Texto apresentado:
════════
A minha atividade principal é cantar, compor, escrever livros. Em 1989, eu gravei o meu primeiro álbum, também havia escrito um cordel, um filãozinho para ganhar mais dinheiro. Sempre vivi bem no Rio, nunca passei necessidade, a minha arte sempre garantiu uma boa situação. Trabalhei apenas duas vezes com carteira assinada, uma delas foi no fundo do Rio de Janeiro, um banco do desenvolvimento que tinha dentro da Prefeitura pra captar recursos de grandes bancos internacionais para investimentos na cidade. Eu elaborava programas institucionais voltados pra questões econômicas, mas também voltado para os nordestinos que moravam no Rio. Aí que a política entra na minha vida. Eu escrevi um cordel para Betinho (sociólogo Herbert José de Sousa, falecido em 1977) que estava retornando do exílio e fundou o Instituto Brasileiro de Estudos Econômicos Sociais. Naquele momento, começou a aparecer casos de Aids, que era chamado de “câncer gay” e ninguém sabia o que era direito. A instituição decidiu fazer uma campanha de orientação e prevenção nos canteiros de obras, onde era grande a incidência da doença em razão dos trabalhadores não terem conhecimento sobre o assunto, por isso, as relações promíscuas. Através do fundo da Associação Brasileira Interdisciplinariais, em parceria com o Sindicato da Construção Civil, foi realizado um concurso para escolher um cordel que seria a campanha de conscientização e prevenção à aids. Eu ganhei, superando cordelistas de todo o País, que escreveram cordéis com alto grau de preconceito. Eu me lembro do meu pai, Major Lucenna, escreveu assim “...aí ele chegou matando bicha de tudo que é qualidade...” Eu fiz uma coisa mais respeitosa, que tinha o verso que diz: “... um chamego por detrás é mais perigoso, amigo; não porque seja pecado, nem porque seja castigo, mas por ser mais apertado, facilmente é machucado, e aí, mora o risco. Eu abordei de uma maneira muito engraçada e sem preconceito. Caí nas graças da indústria da construção civil e meu disco veio alavancado, a ponto de representar um segmento, o que me colocou na política. Fui candidato a deputado federal em 2010, acreditava que seria eleito, mas, como se sabe, quem tem mais estrutura acaba vencendo, e terminei não entrando.
════════
Dados armazenados:
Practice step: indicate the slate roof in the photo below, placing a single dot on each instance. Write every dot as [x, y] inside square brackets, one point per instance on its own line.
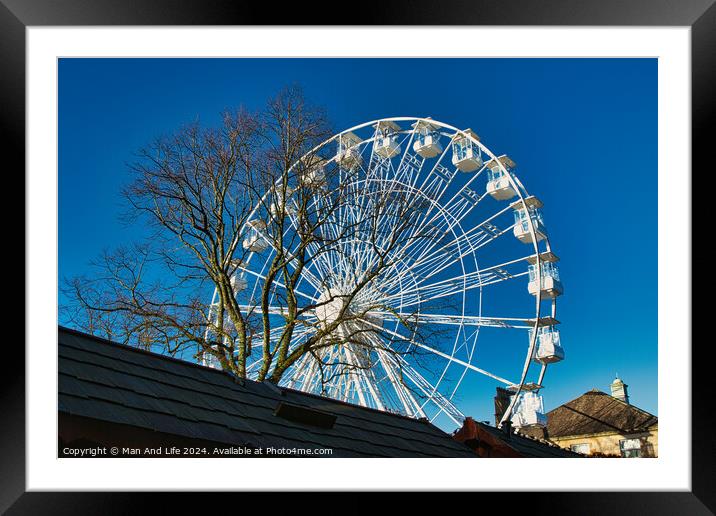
════════
Instruções da tarefa:
Responda com base no texto apresentado:
(a) Em que ano foi gravado o primeiro álbum?
(b) Em que locais a instituição decidiu fazer a campanha de orientação e prevenção?
(c) A que cargo houve candidatura em 2010?

Sua resposta:
(a) Em 1989.
(b) Nos canteiros de obras.
(c) Ao cargo de deputado federal.